**Required work**
Here are some records. Print all of them exactly.

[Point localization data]
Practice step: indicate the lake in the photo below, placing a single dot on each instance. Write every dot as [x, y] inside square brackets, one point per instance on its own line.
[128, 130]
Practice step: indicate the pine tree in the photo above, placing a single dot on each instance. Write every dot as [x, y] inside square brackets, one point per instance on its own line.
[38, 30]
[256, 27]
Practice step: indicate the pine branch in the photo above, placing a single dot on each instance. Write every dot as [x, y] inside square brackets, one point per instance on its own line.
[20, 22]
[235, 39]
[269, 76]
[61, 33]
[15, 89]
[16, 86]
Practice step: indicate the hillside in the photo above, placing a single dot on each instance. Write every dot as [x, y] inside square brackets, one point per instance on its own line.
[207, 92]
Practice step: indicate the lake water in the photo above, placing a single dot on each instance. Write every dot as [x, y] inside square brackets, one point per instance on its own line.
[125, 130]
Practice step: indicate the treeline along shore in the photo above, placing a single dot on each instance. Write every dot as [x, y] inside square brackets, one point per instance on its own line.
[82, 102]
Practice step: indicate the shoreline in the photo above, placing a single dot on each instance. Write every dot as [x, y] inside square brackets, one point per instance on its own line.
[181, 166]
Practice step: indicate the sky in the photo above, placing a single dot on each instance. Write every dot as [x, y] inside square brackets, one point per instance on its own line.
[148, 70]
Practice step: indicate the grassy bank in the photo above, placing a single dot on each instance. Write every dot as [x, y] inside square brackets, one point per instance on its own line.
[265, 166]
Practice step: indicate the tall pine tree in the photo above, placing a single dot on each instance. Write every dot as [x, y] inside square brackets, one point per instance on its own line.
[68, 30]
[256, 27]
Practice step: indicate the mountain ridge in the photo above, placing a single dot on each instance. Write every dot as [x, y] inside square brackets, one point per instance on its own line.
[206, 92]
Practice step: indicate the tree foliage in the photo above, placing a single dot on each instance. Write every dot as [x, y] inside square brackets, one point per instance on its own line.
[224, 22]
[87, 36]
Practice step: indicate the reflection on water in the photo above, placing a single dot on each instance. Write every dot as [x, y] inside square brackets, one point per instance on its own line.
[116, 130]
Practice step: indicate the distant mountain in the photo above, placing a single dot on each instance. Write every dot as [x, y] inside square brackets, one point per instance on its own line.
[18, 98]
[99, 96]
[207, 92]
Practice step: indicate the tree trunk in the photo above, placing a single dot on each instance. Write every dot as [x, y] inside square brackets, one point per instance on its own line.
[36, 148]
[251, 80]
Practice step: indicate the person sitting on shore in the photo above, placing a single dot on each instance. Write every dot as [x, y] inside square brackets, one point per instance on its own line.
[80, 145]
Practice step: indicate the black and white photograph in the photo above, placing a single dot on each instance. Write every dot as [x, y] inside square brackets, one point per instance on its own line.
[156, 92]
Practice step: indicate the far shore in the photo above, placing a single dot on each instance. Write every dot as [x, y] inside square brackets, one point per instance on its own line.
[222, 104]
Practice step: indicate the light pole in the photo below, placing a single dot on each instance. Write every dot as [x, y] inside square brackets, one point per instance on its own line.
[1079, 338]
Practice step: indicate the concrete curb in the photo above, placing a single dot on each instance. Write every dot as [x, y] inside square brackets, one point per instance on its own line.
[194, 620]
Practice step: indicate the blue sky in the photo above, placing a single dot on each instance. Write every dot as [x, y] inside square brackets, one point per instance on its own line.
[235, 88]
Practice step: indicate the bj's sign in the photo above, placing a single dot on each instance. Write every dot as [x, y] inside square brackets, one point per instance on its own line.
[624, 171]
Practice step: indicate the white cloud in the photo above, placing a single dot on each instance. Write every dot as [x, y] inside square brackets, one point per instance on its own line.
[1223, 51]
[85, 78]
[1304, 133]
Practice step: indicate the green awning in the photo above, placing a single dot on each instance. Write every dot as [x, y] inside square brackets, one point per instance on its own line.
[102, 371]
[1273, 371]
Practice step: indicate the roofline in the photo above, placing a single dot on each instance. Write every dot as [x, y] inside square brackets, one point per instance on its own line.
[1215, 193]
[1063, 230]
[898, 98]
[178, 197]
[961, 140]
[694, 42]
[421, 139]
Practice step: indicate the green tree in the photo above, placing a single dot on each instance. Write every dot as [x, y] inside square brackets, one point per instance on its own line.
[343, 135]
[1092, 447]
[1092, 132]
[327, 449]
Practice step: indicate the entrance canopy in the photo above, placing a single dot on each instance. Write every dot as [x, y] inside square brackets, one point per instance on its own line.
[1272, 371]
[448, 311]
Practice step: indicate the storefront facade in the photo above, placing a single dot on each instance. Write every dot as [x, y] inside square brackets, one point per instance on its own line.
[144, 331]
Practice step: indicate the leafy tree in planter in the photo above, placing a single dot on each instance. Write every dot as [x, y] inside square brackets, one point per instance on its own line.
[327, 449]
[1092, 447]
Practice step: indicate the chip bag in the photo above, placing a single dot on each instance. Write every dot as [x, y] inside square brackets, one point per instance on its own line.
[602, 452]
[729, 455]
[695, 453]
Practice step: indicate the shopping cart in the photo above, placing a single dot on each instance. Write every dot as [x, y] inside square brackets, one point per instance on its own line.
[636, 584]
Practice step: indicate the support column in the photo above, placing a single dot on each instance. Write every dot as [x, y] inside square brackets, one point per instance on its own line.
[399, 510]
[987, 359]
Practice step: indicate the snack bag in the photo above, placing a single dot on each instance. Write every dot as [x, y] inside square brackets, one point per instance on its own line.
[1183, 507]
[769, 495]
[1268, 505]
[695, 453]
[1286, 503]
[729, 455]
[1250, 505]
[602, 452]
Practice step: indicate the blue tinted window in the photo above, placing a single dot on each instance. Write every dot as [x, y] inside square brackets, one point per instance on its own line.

**Exercise answer**
Practice step: indicate the lake in the photo below, placing a single dot on each instance. Write every dot as [x, y] inside square brackets, one point per instance on its own line.
[128, 130]
Practice step: indicate the pine tree in the photo above, placing a single dot on each instance. Write every dot as [x, y] inside square brackets, one point per instance on its own line.
[38, 30]
[256, 27]
Practice step: indicate the pine branch in the photo above, placing a single dot on each instance. Write every dot as [x, y] inside square brackets, one point per instance on its own line.
[20, 22]
[235, 39]
[269, 76]
[61, 33]
[15, 89]
[16, 86]
Practice step: indicate the hillside in the photo above, placing a single dot on each instance. Write every dot as [x, y] inside square brackets, one point per instance on its own line.
[207, 92]
Practice step: indicate the lake water in the photo above, placing a single dot on each instance. Write every dot as [x, y] inside square brackets, one point per instance on its own line.
[125, 130]
Practice step: indicate the treeline along shore in the photo above, placing a single dot on each instance. Write every dot as [x, y] inside square brackets, one point per instance on its own line.
[82, 102]
Practice step: indicate the shoreline in the photo above, placing a single dot on each instance. Write every dot as [x, y] inside square brackets, one point per instance on its own line.
[181, 166]
Practice step: indicate the sky in the photo above, placing a single dot on each instance. Write every dot as [x, y] inside square brackets, one point per instance on its own line.
[148, 70]
Practice step: indicate the grassy bank in the photo above, placing a single dot on each instance. Write every dot as [x, y] inside square brackets, one point per instance on its own line.
[265, 166]
Practice step: indicate the tall pine tree in the photo above, placing a single dot on each instance. Write every dot as [x, y] inside square brackets, one point per instance on its own line.
[68, 30]
[256, 27]
Practice step: indicate the mountain ridge in the photo above, placing a single dot on each instance. Write every dot as [x, y] inside square brackets, one point per instance on its own line.
[206, 92]
Practice step: indicate the tree foliage in the photo above, placing a single dot on each instance. Write every dot as [x, y] inside square brackets, one point per instance on its own line.
[224, 22]
[87, 36]
Practice step: indicate the reflection on water in the photo above, placing a single dot on each instance. Write every dot as [x, y] inside square brackets, one point per instance on its own line.
[116, 130]
Practice step: indicate the distant mountain in the photo above, placing a single dot on each instance. Write every dot as [x, y] inside square brackets, one point per instance on its own line.
[18, 98]
[99, 96]
[207, 92]
Practice step: indicate the tree trunk in the photo above, placing a single dot on each instance. Write every dot as [x, y] inside square brackets, one point per instance on its own line.
[36, 148]
[251, 80]
Practice step: indicate the person sitting on shore in the photo above, placing a single dot on each instance. Write every dot as [x, y] inside square brackets, one point per instance on its own line.
[80, 145]
Practice step: indicate the black and white photograph in the photo above, placing a single dot on each instance. Write every dot as [x, y] inside square brackets, one point per instance on its own line.
[156, 92]
Practice step: indicate the far shore in the photo above, placing a single dot on each instance. Write every dot as [x, y] inside square brackets, one point per instance on its own line.
[222, 104]
Practice step: indicate the light pole in the photo below, placing a single dot on each instance. Write every dot as [x, y] inside square brackets, one point per instance on its own line.
[1079, 338]
Practice step: indicate the concrete curb in the photo above, placing a single dot on each instance. Write every dot as [x, y] inside square brackets, one point per instance on its own line.
[194, 620]
Practice step: indicate the blue sky in the photo above, placing a single dot on each instance. Write every dot as [x, y] inside square brackets, one point per instance on its own line.
[235, 88]
Practice step: indicate the bj's sign in the photo above, placing a single dot on each instance. Write every dot as [x, y] inside square brackets, one point per instance on its own line.
[624, 171]
Practice step: indicate the white cloud in the photo above, placing a single dot on each instance. Write every dot as [x, y] inside square brackets, one point per instance on its own line.
[1223, 51]
[85, 78]
[1304, 133]
Practice step: indicate the green awning in the photo above, placing a single dot on each instance. Write every dot as [x, y] inside square brackets, one point per instance on its own line.
[102, 371]
[1273, 371]
Practice step: indicate the roofline in the photo above, placing a single dot on each instance. Write every dot as [x, y] inside square brackets, one point per instance on its own line.
[1215, 193]
[1063, 230]
[898, 98]
[178, 197]
[961, 140]
[694, 42]
[421, 139]
Practice step: indicate the green tree in the photo above, placing a single dot on each instance. Write every dot as [x, y] inside square brackets, one point per instance on its own line.
[343, 135]
[1092, 447]
[1092, 132]
[327, 449]
Practice step: indicate the entrance canopy in the photo above, placing a single dot on each instance. Write every dot as [x, y] inside square brackets, one point per instance on its own line.
[1272, 371]
[448, 311]
Practice step: indicate the storefront facade in the photo above, placing a single dot on each instance. Write every dot as [x, y] inside square brackets, one point per instance on its own line.
[144, 331]
Practice step: indicate the leafy tree in planter in the photo above, placing a single dot on each instance. Write every dot as [x, y] inside square brackets, one point per instance on its own line.
[327, 449]
[1092, 447]
Practice step: indicate the chip bag in the photo above, placing a single dot on each instance. Write every dot as [x, y] inside square brackets, one point per instance on its own line.
[602, 452]
[729, 455]
[695, 453]
Practice step: indicate the shopping cart in the photo above, placing a single dot on each instance. Write every dot as [x, y] inside square brackets, one point per instance on its own line.
[636, 584]
Practice step: indicate the support column in the photo above, placing a single dot on each instance. Write every dot as [x, y] inside square brackets, one point per instance on its own line.
[399, 510]
[987, 359]
Practice step: indicate the snack bag in the photo above, placing a single dot on each instance. Write every dot as [x, y] inside square brackets, one point per instance on its own line.
[1183, 507]
[769, 495]
[1268, 505]
[695, 453]
[1286, 503]
[729, 455]
[1250, 505]
[602, 452]
Practice step: indicate the blue tinted window in the photo above, placing a single dot on each instance. Write every dot as [x, y] inside square brackets, one point per instance on its own line.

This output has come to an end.